Über das wundersame Interesse neurechter Vordenker an Marx

Von Helmut Kellershohn. Erschienen in DISS-Journal 37 (2019)

Das Interesse an Marx war im Gedenkjahr 2018 verständlicherweise sehr groß. Gleichwohl mag es den einen oder anderen verwundern, wenn sich ein Verlag aus dem Umfeld des Instituts für Staatspolitik auf die Spuren von Marx begibt, um zu ergründen, „welche Ansätze dieses großen Philosophen von rechts genutzt werden können“ (10). ((Kaiser, Benedikt/Benoist, Alain de/Fusaro, Diego: Marx von rechts, Dresden: Jungeuropa Verlag 2018 (mit einem Vorwort von Philip Stein).))  Ist doch dieses Ansinnen erklärtermaßen mit viel Ärger verbunden, weniger in Hinblick auf intellektuelle Linke, die sich darob indigniert auf ihr Erstgeburtsrecht am alten Marx berufen könnten. Diesbezüglich sind der Verlagschef Philip Stein im Vorwort und Benedikt Kaiser in einem der Hauptartikel („Marx von rechts? Ausgangspunkte für einen Neubeginn“) ziemlich beruhigt, weil sie sowieso den meisten Intellektuellen, die sich als links verstehen, den Willen und den Ernst absprechen, mit dem Erbe von Marx etwas anfangen zu wollen. Nein, Ärger und „Unruhe“ (14) drohen im eigenen Haus, im Milieu der „heterogenen Neue[n] Rechte[n]“ (7) und in dem erweiterten Spektrum der sogenannten „Mosaik-Rechte[n]“ (7). ((Der Begriff „Mosaik-Rechte“ – eine Analogiebildung zum Begriff der „Mosaik-Linken“ (Hans-Jürgen Urban) – steht für die Gesamtheit rechter Organisationen, Bewegungen und intellektueller Zirkel, während der Begriff „Neue Rechte“ Stein zufolge das Segment der „Vordenker“ bezeichnet.)) Denn seitdem die AfD als der bislang erfolgreichsten Formation der Rechten in den bundesrepublikanischen Parlamenten sitzt, ist sie genötigt, auch etwas zu dem sagen zu müssen, was gemeinhin als die ‚soziale Frage‘ bezeichnet wird, zumal viele ehemalige Wähler und Wählerinnen der Sozialdemokratie und der Partei Die Linke, für die die „soziale Frage“ kein Relikt des 19. Jahrhunderts ist, ihre Stimme der AfD gegeben haben. Die Berufung auf Marx, für die Rechte laut Kaiser traditionell „das rote Tuch“ (34) schlechthin, könnte sich hier, so Stein (7), als „Spaltpilz“ in einem Feld erweisen, in dem „wirtschaftsliberale Parlamentarier“ (der AfD) auf der einen und „grundsätzliche, sozial orientierte Aktivisten“ (was auch immer das heißen mag) in und im Umfeld der AfD auf der anderen Seite bislang um einen „Minimalkonsens“ in Fragen der Sozial- und Wirtschaftspolitik ringen.

-=-=-

§ TEILE DER ÜBUNG
(a) Liste alle Personen auf, die der zitierte Text in der Literaturangabe als Verfasser des Buches „Marx von rechts“ nennt.
(b) Filtere die Einträge nach allen Zeilen, die die Zeichenfolge „hair“ enthalten, und gib diese Zeilen wieder. Die Groß- und Kleinschreibung muss dabei übereinstimmen.

§ DATEN ZUR ÜBUNG
-=-=-

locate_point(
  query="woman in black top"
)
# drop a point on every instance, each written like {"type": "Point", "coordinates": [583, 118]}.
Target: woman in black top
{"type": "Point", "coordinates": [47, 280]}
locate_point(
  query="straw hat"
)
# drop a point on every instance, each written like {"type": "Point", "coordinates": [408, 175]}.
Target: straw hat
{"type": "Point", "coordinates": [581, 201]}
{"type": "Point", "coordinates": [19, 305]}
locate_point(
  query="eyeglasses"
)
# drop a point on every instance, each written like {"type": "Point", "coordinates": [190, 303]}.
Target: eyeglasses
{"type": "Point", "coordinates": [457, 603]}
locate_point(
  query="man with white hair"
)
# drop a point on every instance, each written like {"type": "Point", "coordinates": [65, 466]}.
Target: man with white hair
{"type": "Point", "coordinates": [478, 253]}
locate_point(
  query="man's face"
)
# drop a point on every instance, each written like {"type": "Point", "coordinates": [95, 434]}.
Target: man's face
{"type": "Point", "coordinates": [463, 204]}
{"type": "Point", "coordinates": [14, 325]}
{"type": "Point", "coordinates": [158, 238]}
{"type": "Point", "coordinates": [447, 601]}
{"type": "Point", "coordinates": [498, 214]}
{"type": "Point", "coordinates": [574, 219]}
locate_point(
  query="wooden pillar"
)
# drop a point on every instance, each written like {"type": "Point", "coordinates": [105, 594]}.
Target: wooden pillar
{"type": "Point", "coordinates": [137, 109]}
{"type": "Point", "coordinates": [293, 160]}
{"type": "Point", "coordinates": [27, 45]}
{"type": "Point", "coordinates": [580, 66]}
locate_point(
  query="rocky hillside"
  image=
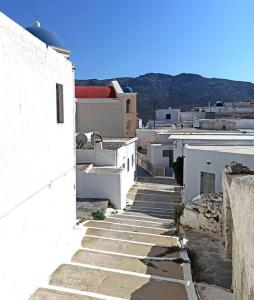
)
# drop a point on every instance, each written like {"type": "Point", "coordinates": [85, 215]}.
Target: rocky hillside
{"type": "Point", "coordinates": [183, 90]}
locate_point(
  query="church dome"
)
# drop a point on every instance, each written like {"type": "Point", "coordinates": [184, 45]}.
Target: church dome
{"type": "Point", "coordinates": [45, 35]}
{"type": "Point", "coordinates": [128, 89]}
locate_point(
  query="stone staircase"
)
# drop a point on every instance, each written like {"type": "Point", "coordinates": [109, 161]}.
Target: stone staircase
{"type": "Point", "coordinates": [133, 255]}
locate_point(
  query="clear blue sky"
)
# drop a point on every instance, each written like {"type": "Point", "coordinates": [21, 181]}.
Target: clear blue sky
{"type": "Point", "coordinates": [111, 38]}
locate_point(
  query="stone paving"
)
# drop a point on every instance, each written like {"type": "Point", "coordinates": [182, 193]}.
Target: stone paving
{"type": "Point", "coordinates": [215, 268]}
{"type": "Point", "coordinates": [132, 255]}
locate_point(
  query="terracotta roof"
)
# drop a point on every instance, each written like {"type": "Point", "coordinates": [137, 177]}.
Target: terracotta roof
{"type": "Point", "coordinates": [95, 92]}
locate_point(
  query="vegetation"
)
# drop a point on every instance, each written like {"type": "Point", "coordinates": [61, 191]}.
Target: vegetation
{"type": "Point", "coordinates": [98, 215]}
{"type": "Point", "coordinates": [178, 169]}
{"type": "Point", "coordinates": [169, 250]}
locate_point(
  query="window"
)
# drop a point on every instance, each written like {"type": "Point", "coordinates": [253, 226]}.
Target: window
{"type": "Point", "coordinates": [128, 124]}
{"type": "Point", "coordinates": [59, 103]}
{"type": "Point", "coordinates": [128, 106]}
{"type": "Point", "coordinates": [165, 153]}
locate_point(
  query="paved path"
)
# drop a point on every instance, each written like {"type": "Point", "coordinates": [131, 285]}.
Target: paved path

-=-=-

§ ERGEBNISSE JE AUFGABE
(a)
Benedikt Kaiser
Alain de Benoist
Diego Fusaro

(b)
  query="man with white hair"
Target: man with white hair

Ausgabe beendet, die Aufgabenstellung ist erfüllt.